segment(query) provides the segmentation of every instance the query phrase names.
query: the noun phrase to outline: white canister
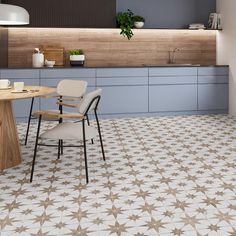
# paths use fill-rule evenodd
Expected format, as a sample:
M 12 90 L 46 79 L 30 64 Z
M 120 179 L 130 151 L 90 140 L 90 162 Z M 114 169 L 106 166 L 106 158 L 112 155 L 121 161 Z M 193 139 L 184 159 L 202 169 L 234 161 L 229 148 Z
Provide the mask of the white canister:
M 32 56 L 32 66 L 35 68 L 44 66 L 44 55 L 43 53 L 34 53 Z

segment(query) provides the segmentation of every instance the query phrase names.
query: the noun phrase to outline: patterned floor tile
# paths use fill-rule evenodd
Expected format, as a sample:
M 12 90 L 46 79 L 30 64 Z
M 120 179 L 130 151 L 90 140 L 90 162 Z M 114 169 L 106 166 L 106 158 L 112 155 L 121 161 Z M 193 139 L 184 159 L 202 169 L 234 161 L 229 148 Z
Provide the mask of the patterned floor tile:
M 43 130 L 51 127 L 44 123 Z M 83 150 L 41 147 L 29 183 L 36 124 L 21 165 L 0 175 L 0 235 L 236 235 L 236 118 L 101 120 Z M 26 124 L 18 125 L 23 143 Z

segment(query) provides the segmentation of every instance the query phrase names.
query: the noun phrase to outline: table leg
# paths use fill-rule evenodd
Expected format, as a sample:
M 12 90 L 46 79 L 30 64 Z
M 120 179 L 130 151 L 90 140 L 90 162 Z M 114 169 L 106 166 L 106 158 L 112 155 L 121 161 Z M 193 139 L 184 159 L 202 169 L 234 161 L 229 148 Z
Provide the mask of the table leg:
M 0 171 L 21 163 L 21 148 L 11 101 L 0 101 Z

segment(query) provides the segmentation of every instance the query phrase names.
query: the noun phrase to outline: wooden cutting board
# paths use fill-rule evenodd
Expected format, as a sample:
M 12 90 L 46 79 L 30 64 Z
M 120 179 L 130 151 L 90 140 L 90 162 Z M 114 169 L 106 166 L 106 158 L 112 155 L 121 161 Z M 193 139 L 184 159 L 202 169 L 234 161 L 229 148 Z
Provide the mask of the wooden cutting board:
M 44 58 L 48 61 L 55 61 L 55 66 L 64 66 L 65 49 L 62 47 L 42 47 L 41 49 L 44 52 Z

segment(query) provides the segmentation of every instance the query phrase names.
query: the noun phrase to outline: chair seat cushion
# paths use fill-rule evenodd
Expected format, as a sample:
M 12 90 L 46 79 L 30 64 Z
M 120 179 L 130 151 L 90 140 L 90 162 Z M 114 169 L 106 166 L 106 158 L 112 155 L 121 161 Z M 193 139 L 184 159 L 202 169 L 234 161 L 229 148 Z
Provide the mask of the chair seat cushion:
M 92 139 L 96 136 L 97 129 L 91 126 L 85 125 L 85 136 L 87 139 Z M 56 125 L 54 128 L 47 130 L 40 135 L 42 139 L 54 139 L 54 140 L 83 140 L 82 123 L 70 123 L 64 122 Z

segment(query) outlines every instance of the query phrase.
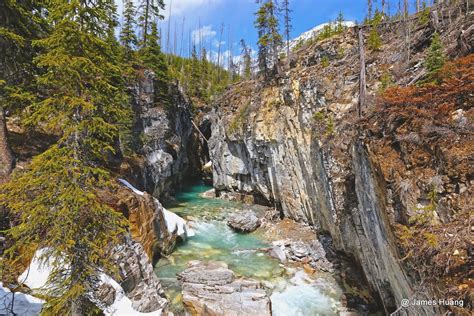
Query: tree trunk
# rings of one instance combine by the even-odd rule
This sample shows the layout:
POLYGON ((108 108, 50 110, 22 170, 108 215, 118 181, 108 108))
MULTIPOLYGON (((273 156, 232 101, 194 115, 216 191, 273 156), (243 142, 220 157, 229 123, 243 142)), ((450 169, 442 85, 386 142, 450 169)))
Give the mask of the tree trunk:
POLYGON ((3 108, 0 107, 0 183, 6 180, 13 166, 13 154, 7 139, 7 120, 3 108))
POLYGON ((362 116, 362 108, 365 107, 365 99, 367 94, 367 85, 365 80, 365 51, 364 51, 364 32, 362 27, 358 29, 359 33, 359 59, 360 59, 360 75, 359 75, 359 103, 357 113, 362 116))

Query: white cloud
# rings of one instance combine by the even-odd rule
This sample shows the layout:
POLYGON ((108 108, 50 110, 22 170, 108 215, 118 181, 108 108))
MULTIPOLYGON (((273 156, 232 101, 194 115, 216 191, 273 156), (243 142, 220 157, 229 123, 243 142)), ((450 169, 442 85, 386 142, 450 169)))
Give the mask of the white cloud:
POLYGON ((208 38, 213 38, 217 34, 216 31, 212 29, 212 25, 206 25, 200 29, 195 29, 191 32, 191 38, 194 44, 199 44, 201 41, 205 42, 208 38))

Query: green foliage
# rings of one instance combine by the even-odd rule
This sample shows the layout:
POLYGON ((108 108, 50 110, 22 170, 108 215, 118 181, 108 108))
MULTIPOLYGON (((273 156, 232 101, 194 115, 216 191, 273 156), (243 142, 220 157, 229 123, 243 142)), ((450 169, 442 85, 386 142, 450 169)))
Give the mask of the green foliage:
POLYGON ((383 92, 383 91, 387 90, 387 88, 394 85, 392 76, 390 75, 389 72, 385 71, 382 74, 382 77, 380 78, 380 83, 381 83, 380 92, 383 92))
POLYGON ((375 15, 372 19, 366 21, 366 24, 370 25, 369 38, 367 40, 367 46, 370 50, 379 50, 382 46, 382 39, 377 31, 378 27, 382 23, 384 14, 380 11, 375 11, 375 15))
POLYGON ((344 54, 345 54, 345 50, 344 50, 344 47, 342 46, 339 46, 339 48, 337 49, 337 58, 338 59, 342 59, 344 58, 344 54))
POLYGON ((313 119, 319 122, 322 122, 324 120, 324 117, 324 113, 321 111, 315 112, 313 115, 313 119))
POLYGON ((135 5, 132 0, 125 0, 123 4, 123 25, 120 32, 120 42, 125 52, 125 60, 130 61, 133 55, 133 49, 138 44, 135 34, 135 5))
POLYGON ((155 73, 155 104, 167 106, 169 104, 169 74, 165 55, 161 52, 158 28, 156 23, 151 23, 151 33, 148 35, 146 45, 140 49, 139 56, 143 65, 155 73))
POLYGON ((433 187, 433 189, 427 195, 429 204, 422 207, 418 207, 416 209, 416 214, 410 216, 408 222, 410 224, 416 225, 425 225, 430 223, 434 218, 434 212, 438 208, 437 196, 438 194, 436 192, 436 189, 433 187))
POLYGON ((317 125, 322 125, 324 128, 324 136, 329 137, 334 134, 335 124, 334 119, 331 115, 326 115, 322 111, 317 111, 313 115, 313 120, 317 125))
POLYGON ((10 259, 28 258, 23 247, 44 249, 42 259, 53 260, 42 291, 46 312, 68 315, 100 271, 115 271, 108 251, 124 220, 98 192, 111 186, 104 165, 131 111, 110 37, 114 2, 48 4, 54 28, 34 42, 42 52, 35 63, 45 70, 36 80, 42 93, 28 107, 26 123, 59 140, 0 188, 0 203, 18 218, 8 231, 10 259))
POLYGON ((323 68, 326 68, 329 66, 329 57, 328 56, 323 56, 323 58, 321 58, 321 66, 323 66, 323 68))
POLYGON ((141 28, 143 38, 141 46, 145 46, 148 40, 148 34, 151 33, 152 23, 164 19, 161 11, 165 10, 164 0, 140 0, 138 2, 138 25, 141 28))
POLYGON ((425 2, 423 2, 423 9, 419 13, 418 18, 418 22, 420 23, 420 25, 426 26, 428 25, 428 23, 430 23, 430 12, 430 8, 426 6, 425 2))
POLYGON ((228 70, 211 63, 204 55, 201 53, 199 58, 194 49, 190 59, 167 56, 170 80, 178 80, 187 95, 197 99, 196 103, 211 102, 213 96, 222 92, 233 80, 239 80, 238 76, 231 76, 228 70))
POLYGON ((232 118, 232 121, 229 124, 227 132, 229 134, 234 134, 242 128, 245 124, 248 112, 250 109, 250 103, 247 103, 241 106, 235 116, 232 118))
POLYGON ((28 105, 38 72, 32 65, 37 48, 32 40, 47 32, 41 2, 0 1, 0 111, 20 111, 28 105))
POLYGON ((256 13, 255 27, 258 30, 258 65, 260 72, 268 77, 269 65, 277 67, 278 52, 283 44, 279 33, 278 18, 276 16, 274 0, 262 0, 256 13))
POLYGON ((367 40, 367 46, 370 50, 379 50, 382 46, 382 40, 380 39, 380 35, 377 32, 376 28, 371 28, 369 33, 369 38, 367 40))
POLYGON ((443 52, 443 43, 437 32, 433 34, 431 39, 431 45, 428 49, 428 55, 426 56, 424 66, 428 71, 429 80, 435 80, 436 73, 444 66, 446 63, 446 57, 443 52))
POLYGON ((334 134, 334 119, 332 118, 332 116, 329 116, 328 119, 326 120, 326 133, 325 133, 325 136, 328 137, 328 136, 331 136, 334 134))

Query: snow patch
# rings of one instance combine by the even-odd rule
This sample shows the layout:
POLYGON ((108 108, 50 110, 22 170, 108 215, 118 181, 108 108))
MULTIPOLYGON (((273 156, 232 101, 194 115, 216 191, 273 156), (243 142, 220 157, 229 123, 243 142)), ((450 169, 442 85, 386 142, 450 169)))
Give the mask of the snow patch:
POLYGON ((123 288, 114 279, 106 274, 101 274, 100 279, 103 283, 110 284, 115 289, 115 300, 112 305, 107 306, 104 310, 104 314, 109 315, 148 315, 148 316, 161 316, 162 310, 157 310, 150 313, 141 313, 133 309, 132 301, 127 297, 123 288))
POLYGON ((49 274, 53 258, 40 260, 47 249, 39 249, 35 252, 30 266, 19 277, 18 283, 28 286, 30 289, 44 288, 49 274))
MULTIPOLYGON (((135 194, 142 195, 142 196, 144 195, 142 191, 135 188, 127 180, 119 178, 118 181, 122 183, 123 185, 125 185, 130 190, 132 190, 135 194)), ((160 202, 156 198, 154 198, 154 201, 155 201, 156 206, 160 204, 160 202)), ((170 234, 172 234, 176 230, 178 236, 183 239, 186 239, 186 237, 194 236, 194 231, 192 229, 189 229, 186 226, 185 219, 181 218, 180 216, 176 215, 173 212, 168 211, 164 207, 162 207, 162 209, 163 209, 163 217, 166 222, 166 227, 168 228, 168 231, 170 232, 170 234)))
POLYGON ((144 194, 142 191, 138 190, 138 189, 135 188, 133 185, 131 185, 130 182, 128 182, 127 180, 121 179, 121 178, 119 178, 118 180, 119 180, 119 182, 122 183, 124 186, 126 186, 127 188, 129 188, 130 190, 132 190, 133 193, 138 194, 138 195, 143 195, 143 194, 144 194))
POLYGON ((10 289, 0 282, 0 315, 11 315, 13 313, 22 316, 39 315, 44 301, 24 293, 12 293, 10 289))
MULTIPOLYGON (((311 30, 309 31, 306 31, 304 33, 302 33, 300 36, 292 39, 290 41, 290 49, 293 49, 296 45, 298 45, 298 43, 300 42, 306 42, 307 40, 317 36, 323 29, 326 25, 332 25, 333 27, 335 27, 337 25, 337 23, 323 23, 323 24, 320 24, 320 25, 317 25, 315 27, 313 27, 311 30)), ((356 24, 353 22, 353 21, 343 21, 342 22, 342 26, 344 27, 353 27, 355 26, 356 24)))

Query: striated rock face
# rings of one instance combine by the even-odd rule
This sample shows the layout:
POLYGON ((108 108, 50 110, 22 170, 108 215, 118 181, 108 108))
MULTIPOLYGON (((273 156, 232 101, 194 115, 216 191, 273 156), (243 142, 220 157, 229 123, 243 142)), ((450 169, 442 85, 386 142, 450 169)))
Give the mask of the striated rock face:
MULTIPOLYGON (((126 296, 132 301, 134 310, 148 313, 163 309, 168 305, 165 292, 158 277, 153 272, 149 258, 143 247, 131 238, 114 249, 113 256, 119 267, 126 296)), ((113 295, 115 297, 115 295, 113 295)), ((106 301, 114 299, 105 296, 106 301)))
MULTIPOLYGON (((452 19, 455 22, 443 22, 437 28, 448 54, 455 57, 459 51, 451 48, 449 38, 472 28, 473 18, 453 13, 452 19)), ((400 54, 404 37, 389 28, 384 30, 383 53, 369 52, 366 58, 372 95, 364 114, 371 111, 387 65, 399 84, 423 75, 422 60, 433 31, 431 24, 414 27, 414 49, 407 66, 400 54)), ((465 34, 472 37, 472 32, 465 34)), ((472 43, 472 38, 468 42, 472 43)), ((291 68, 273 85, 243 82, 234 86, 220 99, 212 117, 209 151, 213 180, 218 195, 236 192, 262 199, 281 209, 284 216, 329 233, 333 246, 356 259, 386 311, 393 312, 403 298, 414 297, 418 291, 431 295, 407 276, 394 235, 396 224, 408 217, 405 206, 422 202, 430 184, 429 179, 416 183, 417 175, 410 172, 413 164, 405 155, 409 153, 397 152, 393 141, 385 144, 384 151, 376 137, 358 128, 358 67, 356 34, 348 30, 297 52, 291 68), (322 65, 323 57, 329 59, 329 66, 322 65), (384 164, 384 159, 392 160, 384 164), (409 179, 415 196, 402 194, 403 178, 409 179)), ((431 152, 436 150, 440 149, 431 152)), ((451 164, 447 156, 436 159, 441 159, 439 165, 451 164)), ((442 170, 426 167, 429 173, 442 170)), ((448 177, 450 171, 443 172, 447 176, 444 190, 464 179, 459 184, 463 188, 460 194, 469 192, 471 184, 465 174, 448 177)), ((451 193, 456 195, 455 190, 451 193)), ((457 201, 458 197, 452 199, 457 201)), ((447 214, 456 213, 456 207, 448 202, 443 207, 449 210, 447 214)), ((283 257, 281 252, 276 255, 283 257)), ((419 312, 421 307, 415 313, 419 312)), ((425 312, 435 310, 426 307, 425 312)))
POLYGON ((163 206, 150 194, 133 193, 120 187, 116 193, 117 208, 130 223, 130 234, 145 250, 150 260, 161 254, 170 253, 178 239, 177 231, 170 233, 164 216, 163 206))
POLYGON ((178 280, 191 315, 271 315, 270 299, 260 282, 236 279, 223 262, 192 261, 178 280))
POLYGON ((153 72, 145 70, 135 87, 134 146, 145 161, 134 176, 142 188, 160 198, 200 168, 189 102, 171 86, 170 105, 155 104, 154 77, 153 72))
POLYGON ((237 231, 251 233, 260 226, 260 219, 254 211, 244 210, 231 214, 227 219, 227 225, 237 231))

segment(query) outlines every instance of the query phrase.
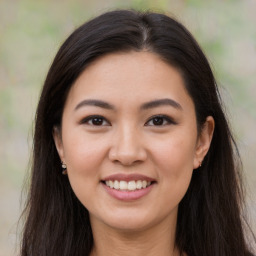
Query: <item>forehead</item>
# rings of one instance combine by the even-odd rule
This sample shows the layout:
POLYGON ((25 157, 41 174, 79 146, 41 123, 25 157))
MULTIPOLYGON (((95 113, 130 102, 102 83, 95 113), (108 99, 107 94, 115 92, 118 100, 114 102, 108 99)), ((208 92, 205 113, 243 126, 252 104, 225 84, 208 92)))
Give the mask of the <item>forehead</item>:
POLYGON ((150 52, 113 53, 91 63, 75 81, 67 103, 85 98, 133 103, 170 97, 193 105, 180 72, 150 52))

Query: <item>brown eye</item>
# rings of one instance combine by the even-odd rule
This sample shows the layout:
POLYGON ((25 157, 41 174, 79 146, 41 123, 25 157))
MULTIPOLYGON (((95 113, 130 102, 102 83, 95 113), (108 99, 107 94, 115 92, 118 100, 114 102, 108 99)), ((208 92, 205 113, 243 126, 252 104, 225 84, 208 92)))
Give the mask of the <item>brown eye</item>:
POLYGON ((103 124, 103 118, 101 118, 101 117, 95 117, 95 118, 92 118, 92 120, 91 120, 91 123, 93 124, 93 125, 102 125, 103 124))
POLYGON ((164 119, 162 117, 155 117, 152 119, 152 123, 154 125, 162 125, 164 123, 164 119))
POLYGON ((81 121, 81 124, 87 124, 92 126, 107 126, 109 122, 102 116, 88 116, 81 121))
POLYGON ((146 126, 165 126, 165 125, 170 125, 170 124, 176 124, 172 120, 172 118, 166 116, 166 115, 157 115, 151 117, 147 122, 146 126))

What to produce: Among the lines of the data above, find those with the word "noun" and show them.

Your solution:
query: the noun phrase to outline: white canister
query: the noun phrase to outline: patterned floor tile
query: the noun phrase to outline: table leg
query: the noun phrase to outline: wooden cutting board
query: the noun phrase to outline: chair seat cushion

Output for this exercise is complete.